- [What is needed]:
Extract exactly the range of lines bounded by the line containing "the fence rail" and the final line of the listing, both ends included, and no other lines.

- [Raw records]:
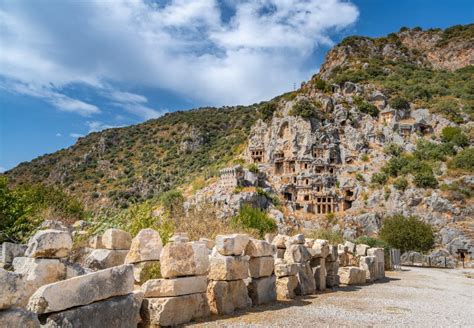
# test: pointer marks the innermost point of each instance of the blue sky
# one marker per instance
(68, 68)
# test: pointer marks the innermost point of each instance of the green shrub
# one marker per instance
(407, 234)
(254, 218)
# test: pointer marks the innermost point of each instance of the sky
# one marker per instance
(71, 67)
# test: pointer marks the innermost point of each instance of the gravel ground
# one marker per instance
(414, 297)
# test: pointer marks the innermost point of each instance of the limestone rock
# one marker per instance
(285, 287)
(50, 244)
(262, 290)
(184, 259)
(100, 259)
(227, 296)
(228, 267)
(18, 318)
(173, 311)
(146, 246)
(231, 244)
(258, 248)
(82, 290)
(261, 266)
(116, 239)
(175, 287)
(119, 311)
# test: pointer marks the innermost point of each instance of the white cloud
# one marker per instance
(181, 46)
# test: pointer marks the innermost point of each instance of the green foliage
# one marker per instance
(254, 218)
(407, 233)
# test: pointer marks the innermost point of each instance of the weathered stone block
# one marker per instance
(146, 246)
(173, 311)
(175, 287)
(184, 259)
(285, 287)
(228, 267)
(100, 259)
(262, 290)
(49, 244)
(234, 244)
(261, 266)
(119, 311)
(116, 239)
(227, 296)
(82, 290)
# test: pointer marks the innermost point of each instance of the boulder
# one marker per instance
(262, 290)
(228, 267)
(146, 246)
(116, 239)
(227, 296)
(258, 248)
(119, 311)
(49, 244)
(261, 266)
(175, 287)
(100, 259)
(351, 276)
(233, 244)
(82, 290)
(184, 259)
(285, 287)
(173, 311)
(286, 269)
(18, 318)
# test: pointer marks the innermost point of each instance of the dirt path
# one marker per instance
(415, 297)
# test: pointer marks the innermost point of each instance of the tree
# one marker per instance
(407, 233)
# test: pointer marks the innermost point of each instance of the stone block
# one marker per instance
(116, 239)
(285, 287)
(119, 311)
(184, 259)
(228, 267)
(11, 250)
(18, 318)
(174, 287)
(351, 276)
(146, 246)
(286, 269)
(82, 290)
(261, 266)
(227, 296)
(49, 244)
(234, 244)
(100, 259)
(262, 290)
(258, 248)
(173, 311)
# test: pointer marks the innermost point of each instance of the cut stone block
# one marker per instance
(18, 318)
(175, 287)
(173, 311)
(351, 276)
(233, 244)
(262, 290)
(100, 259)
(119, 311)
(258, 248)
(228, 267)
(116, 239)
(285, 287)
(82, 290)
(49, 244)
(261, 266)
(146, 246)
(286, 269)
(184, 259)
(227, 296)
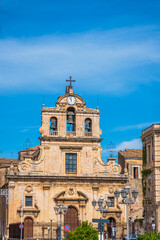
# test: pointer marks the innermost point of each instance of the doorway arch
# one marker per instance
(71, 218)
(111, 224)
(28, 228)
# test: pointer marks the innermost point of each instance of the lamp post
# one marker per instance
(101, 208)
(51, 227)
(60, 210)
(126, 199)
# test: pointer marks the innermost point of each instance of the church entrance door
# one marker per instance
(109, 226)
(71, 218)
(28, 228)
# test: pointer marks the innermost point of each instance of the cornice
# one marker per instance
(78, 179)
(70, 139)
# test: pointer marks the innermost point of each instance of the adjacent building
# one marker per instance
(131, 162)
(151, 176)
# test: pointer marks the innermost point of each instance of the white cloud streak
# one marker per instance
(132, 144)
(135, 143)
(101, 60)
(133, 127)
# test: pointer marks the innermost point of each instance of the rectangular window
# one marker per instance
(71, 162)
(135, 172)
(112, 201)
(28, 201)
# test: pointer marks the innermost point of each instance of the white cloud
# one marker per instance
(98, 60)
(135, 143)
(132, 144)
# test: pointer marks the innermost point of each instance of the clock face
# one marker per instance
(71, 100)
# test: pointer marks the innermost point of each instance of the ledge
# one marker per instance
(70, 139)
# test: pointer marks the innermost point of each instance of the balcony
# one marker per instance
(54, 133)
(71, 133)
(88, 134)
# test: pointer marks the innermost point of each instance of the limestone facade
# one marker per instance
(151, 180)
(65, 168)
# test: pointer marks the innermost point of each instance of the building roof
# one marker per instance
(131, 153)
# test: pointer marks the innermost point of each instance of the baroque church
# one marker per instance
(66, 168)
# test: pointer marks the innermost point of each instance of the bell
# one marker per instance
(53, 125)
(70, 117)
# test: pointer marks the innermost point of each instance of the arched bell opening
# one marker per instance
(110, 225)
(53, 126)
(88, 127)
(71, 121)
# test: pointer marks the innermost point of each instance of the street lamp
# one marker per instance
(101, 208)
(60, 210)
(126, 199)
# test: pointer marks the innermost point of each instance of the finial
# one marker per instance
(69, 86)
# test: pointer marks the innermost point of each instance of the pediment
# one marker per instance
(63, 99)
(71, 195)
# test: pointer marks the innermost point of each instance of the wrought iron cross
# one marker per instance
(70, 81)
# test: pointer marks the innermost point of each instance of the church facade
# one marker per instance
(66, 168)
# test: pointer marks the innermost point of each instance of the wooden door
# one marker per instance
(71, 218)
(109, 226)
(28, 228)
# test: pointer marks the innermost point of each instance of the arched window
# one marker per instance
(71, 126)
(28, 228)
(71, 218)
(88, 127)
(109, 227)
(53, 126)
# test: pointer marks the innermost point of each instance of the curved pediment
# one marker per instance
(70, 195)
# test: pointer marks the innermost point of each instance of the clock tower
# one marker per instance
(66, 168)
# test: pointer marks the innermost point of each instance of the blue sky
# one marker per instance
(111, 48)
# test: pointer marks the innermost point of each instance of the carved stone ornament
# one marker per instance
(24, 167)
(112, 168)
(29, 189)
(118, 214)
(11, 168)
(71, 191)
(111, 190)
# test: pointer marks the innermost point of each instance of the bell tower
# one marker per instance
(71, 133)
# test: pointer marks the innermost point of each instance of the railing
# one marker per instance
(71, 133)
(54, 133)
(88, 134)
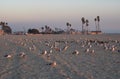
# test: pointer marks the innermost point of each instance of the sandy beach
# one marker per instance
(60, 56)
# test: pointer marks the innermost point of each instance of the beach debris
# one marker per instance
(51, 51)
(44, 52)
(90, 46)
(65, 48)
(57, 49)
(22, 54)
(93, 51)
(87, 50)
(83, 46)
(8, 56)
(53, 64)
(76, 52)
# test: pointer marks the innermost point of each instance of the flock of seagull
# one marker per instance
(88, 45)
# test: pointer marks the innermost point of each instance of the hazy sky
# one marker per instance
(55, 13)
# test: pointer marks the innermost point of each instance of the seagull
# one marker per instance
(76, 52)
(87, 50)
(22, 54)
(8, 56)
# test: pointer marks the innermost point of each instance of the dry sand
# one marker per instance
(55, 57)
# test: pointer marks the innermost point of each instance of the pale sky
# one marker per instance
(55, 13)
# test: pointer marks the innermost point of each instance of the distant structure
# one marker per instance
(5, 29)
(98, 30)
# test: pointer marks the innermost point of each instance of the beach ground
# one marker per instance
(60, 56)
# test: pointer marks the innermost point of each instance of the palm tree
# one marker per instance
(68, 26)
(98, 19)
(83, 22)
(87, 25)
(42, 28)
(96, 24)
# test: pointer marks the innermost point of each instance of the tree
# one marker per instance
(33, 31)
(96, 24)
(68, 26)
(83, 22)
(42, 28)
(98, 19)
(87, 25)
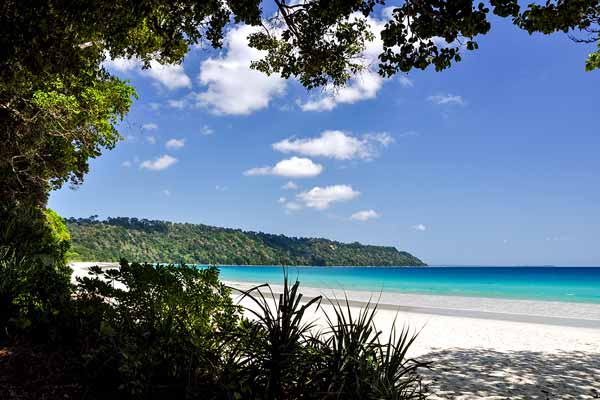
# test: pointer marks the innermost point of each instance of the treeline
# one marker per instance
(151, 240)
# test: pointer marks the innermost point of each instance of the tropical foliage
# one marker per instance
(147, 331)
(164, 241)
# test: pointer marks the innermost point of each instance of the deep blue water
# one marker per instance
(574, 284)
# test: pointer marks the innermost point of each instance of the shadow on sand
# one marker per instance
(486, 374)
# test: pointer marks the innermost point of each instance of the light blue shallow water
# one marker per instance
(573, 284)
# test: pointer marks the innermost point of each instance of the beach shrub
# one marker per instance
(285, 356)
(34, 233)
(156, 328)
(34, 298)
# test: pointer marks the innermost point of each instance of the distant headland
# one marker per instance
(163, 241)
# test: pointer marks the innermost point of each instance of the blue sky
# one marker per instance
(493, 162)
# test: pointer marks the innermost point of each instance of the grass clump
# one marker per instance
(174, 332)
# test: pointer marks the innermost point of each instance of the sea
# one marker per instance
(564, 284)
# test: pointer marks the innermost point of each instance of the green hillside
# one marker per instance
(162, 241)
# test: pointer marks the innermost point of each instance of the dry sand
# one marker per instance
(488, 348)
(492, 348)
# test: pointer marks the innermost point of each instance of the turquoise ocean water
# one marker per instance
(573, 284)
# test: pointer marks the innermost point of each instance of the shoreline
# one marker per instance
(480, 348)
(578, 315)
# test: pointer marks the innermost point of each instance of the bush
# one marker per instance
(282, 356)
(34, 233)
(155, 329)
(167, 331)
(34, 298)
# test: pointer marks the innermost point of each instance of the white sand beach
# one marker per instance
(484, 348)
(491, 348)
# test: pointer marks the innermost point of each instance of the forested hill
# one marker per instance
(162, 241)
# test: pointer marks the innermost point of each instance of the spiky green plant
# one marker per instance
(279, 347)
(284, 356)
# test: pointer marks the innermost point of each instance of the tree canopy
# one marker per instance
(59, 107)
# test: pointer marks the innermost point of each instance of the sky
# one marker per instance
(492, 162)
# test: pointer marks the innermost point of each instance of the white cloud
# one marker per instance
(294, 167)
(150, 127)
(160, 163)
(365, 215)
(122, 64)
(405, 81)
(322, 197)
(335, 144)
(293, 206)
(363, 87)
(290, 185)
(179, 104)
(172, 76)
(175, 143)
(206, 130)
(447, 99)
(232, 87)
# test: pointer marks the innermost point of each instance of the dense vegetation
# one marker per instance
(163, 241)
(174, 332)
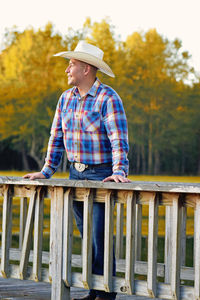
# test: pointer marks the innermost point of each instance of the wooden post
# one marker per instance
(59, 291)
(67, 237)
(23, 216)
(138, 232)
(168, 243)
(119, 230)
(176, 247)
(38, 235)
(130, 240)
(197, 250)
(152, 246)
(108, 244)
(6, 231)
(26, 246)
(87, 240)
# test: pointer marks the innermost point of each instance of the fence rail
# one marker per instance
(164, 280)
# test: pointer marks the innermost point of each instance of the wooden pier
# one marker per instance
(52, 271)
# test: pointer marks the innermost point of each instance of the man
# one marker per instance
(91, 126)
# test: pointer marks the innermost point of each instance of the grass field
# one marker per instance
(76, 239)
(193, 179)
(161, 224)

- [Response for this exercise]:
# test: pointer marks the innermost point of each instance of the fence rail
# one marker per instance
(164, 280)
# test: pointer marks the innermost point of each instance of the wooden pier
# one marker per instance
(52, 271)
# test: pointer marks the innermost point of each instance of the man
# one marker per instance
(91, 126)
# test: pointer marks the innermost point of each instance of the grass field
# one marker per instance
(76, 239)
(193, 179)
(161, 224)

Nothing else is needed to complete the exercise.